■ Document segment ■
By Susi Hately, BSc. Kinesiology, C-IAYT Yoga Therapist
One of the more common conversations I am having with yoga teachers is about “retiring poses”. There seems to be a growing belief that there are just some yoga poses that no longer work and it is time to shelve them for good.
I have to admit it does make me (sigh) with a bit of sadness, which is accompanied by a touch of resignation “well if that is the way someone wants to practice . . . . .”, followed by “wait a second . . . if they understand movement, load transfer and overall structural integrity they may very likely bring those old favourites back to their practice. They just need to learn how to move better, and move more functionally”.
Yes, change is possible.
Tissue can change. Neurodynamics can change. How forces and load move through your body can change. No matter your age. Yup – whether you are 15, 25, 35, 40, 50, 60, and beyond!
Is there a catch? Yes!
You have to shift your thinking.
Most 200 and 500 hour programs focus on two primary components when training teachers how to teach yoga poses.
- Alignment Maps
- Stretch Sensation
The alignment map addresses the “form” or the end pose. The stretch sensation addresses the “what you should feel if you are in the pose correctly”.

■ Dataset extract ■
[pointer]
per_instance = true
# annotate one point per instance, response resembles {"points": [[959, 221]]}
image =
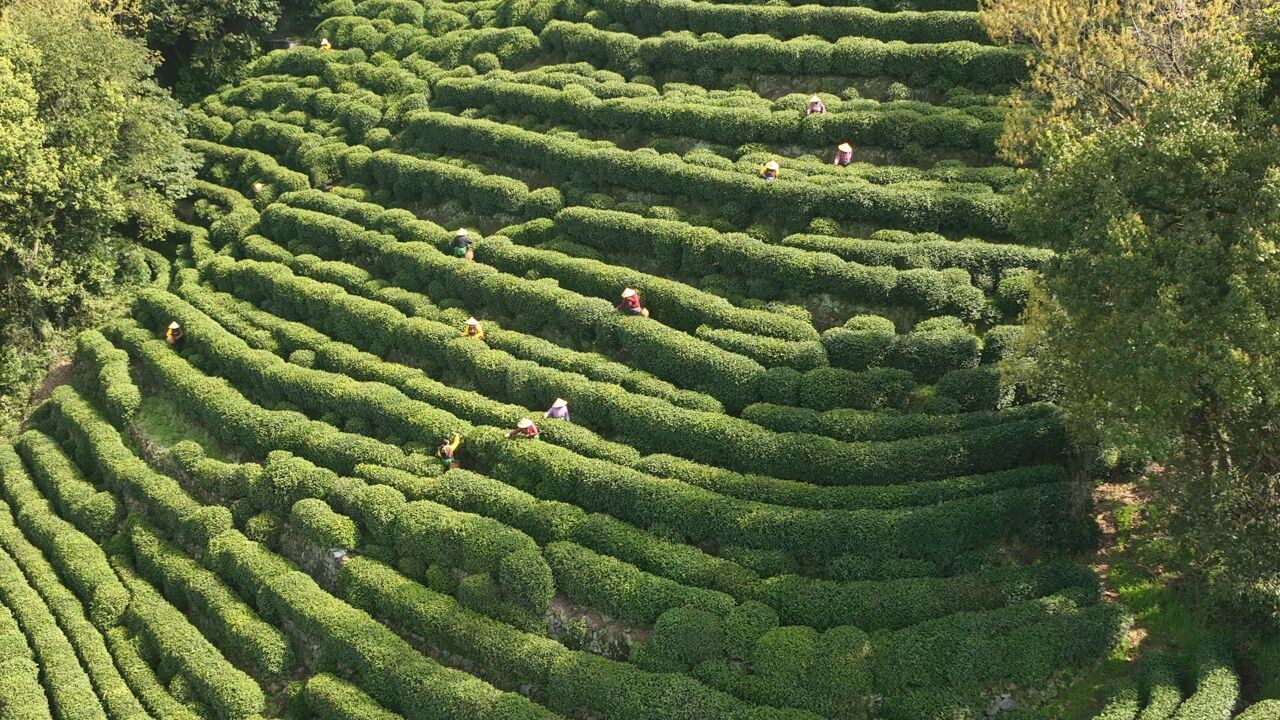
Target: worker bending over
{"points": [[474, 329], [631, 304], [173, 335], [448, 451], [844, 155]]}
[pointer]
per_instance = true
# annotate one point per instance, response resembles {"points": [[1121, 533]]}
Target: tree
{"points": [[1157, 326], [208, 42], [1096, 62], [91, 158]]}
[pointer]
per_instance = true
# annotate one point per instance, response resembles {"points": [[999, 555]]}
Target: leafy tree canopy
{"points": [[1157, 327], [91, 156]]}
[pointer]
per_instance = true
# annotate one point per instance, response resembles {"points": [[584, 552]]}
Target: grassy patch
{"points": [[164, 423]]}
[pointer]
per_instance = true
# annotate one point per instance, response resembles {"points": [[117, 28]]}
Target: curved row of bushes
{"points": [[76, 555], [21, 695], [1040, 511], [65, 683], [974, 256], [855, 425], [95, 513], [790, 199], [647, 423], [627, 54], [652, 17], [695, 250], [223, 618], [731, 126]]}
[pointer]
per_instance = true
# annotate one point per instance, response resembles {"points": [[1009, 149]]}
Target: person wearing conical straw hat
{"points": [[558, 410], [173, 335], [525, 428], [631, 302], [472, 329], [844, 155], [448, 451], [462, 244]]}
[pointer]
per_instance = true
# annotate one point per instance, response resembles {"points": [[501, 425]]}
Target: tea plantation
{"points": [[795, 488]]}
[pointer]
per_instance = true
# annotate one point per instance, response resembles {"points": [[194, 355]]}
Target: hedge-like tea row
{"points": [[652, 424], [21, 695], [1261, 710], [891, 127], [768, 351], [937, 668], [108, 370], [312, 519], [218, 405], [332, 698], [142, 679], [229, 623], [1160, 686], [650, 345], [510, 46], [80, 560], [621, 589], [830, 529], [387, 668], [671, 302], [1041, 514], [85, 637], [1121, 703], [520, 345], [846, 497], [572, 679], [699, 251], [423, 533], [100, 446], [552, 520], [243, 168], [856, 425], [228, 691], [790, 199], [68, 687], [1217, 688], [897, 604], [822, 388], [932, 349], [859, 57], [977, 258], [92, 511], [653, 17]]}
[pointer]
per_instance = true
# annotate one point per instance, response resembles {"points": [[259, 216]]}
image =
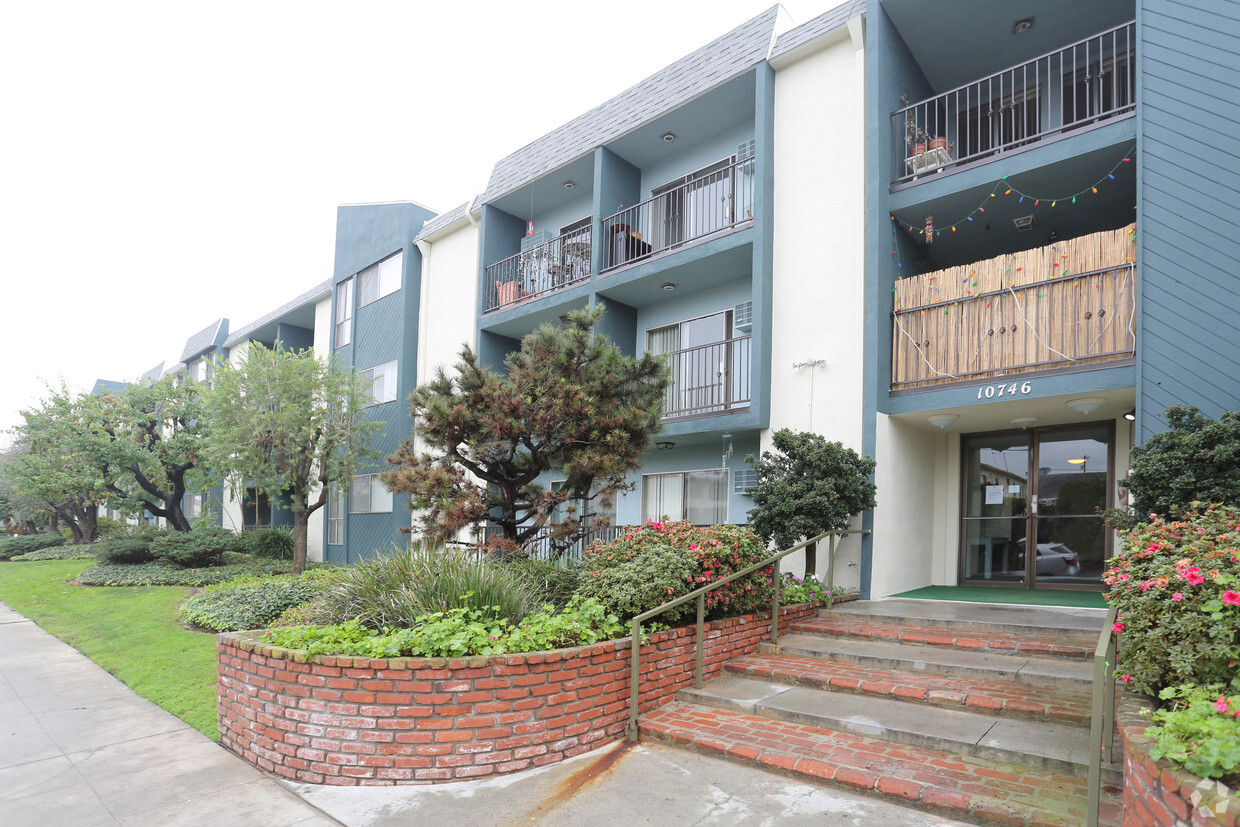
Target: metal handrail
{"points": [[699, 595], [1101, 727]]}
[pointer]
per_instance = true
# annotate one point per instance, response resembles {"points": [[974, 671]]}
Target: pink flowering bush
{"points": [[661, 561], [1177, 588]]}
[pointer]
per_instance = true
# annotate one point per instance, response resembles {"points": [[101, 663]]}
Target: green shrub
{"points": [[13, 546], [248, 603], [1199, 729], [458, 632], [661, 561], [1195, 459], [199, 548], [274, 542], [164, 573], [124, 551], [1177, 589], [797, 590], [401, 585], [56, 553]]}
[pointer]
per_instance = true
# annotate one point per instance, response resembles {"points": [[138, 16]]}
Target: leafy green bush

■ Your task ■
Copy out the part of the article on retiring yoga poses that opens with the words "Tissue can change." and closes with "teach yoga poses.". The lines are separate material and have no connection to the article on retiring yoga poses.

■ Response for this exercise ■
Tissue can change. Neurodynamics can change. How forces and load move through your body can change. No matter your age. Yup – whether you are 15, 25, 35, 40, 50, 60, and beyond!
Is there a catch? Yes!
You have to shift your thinking.
Most 200 and 500 hour programs focus on two primary components when training teachers how to teach yoga poses.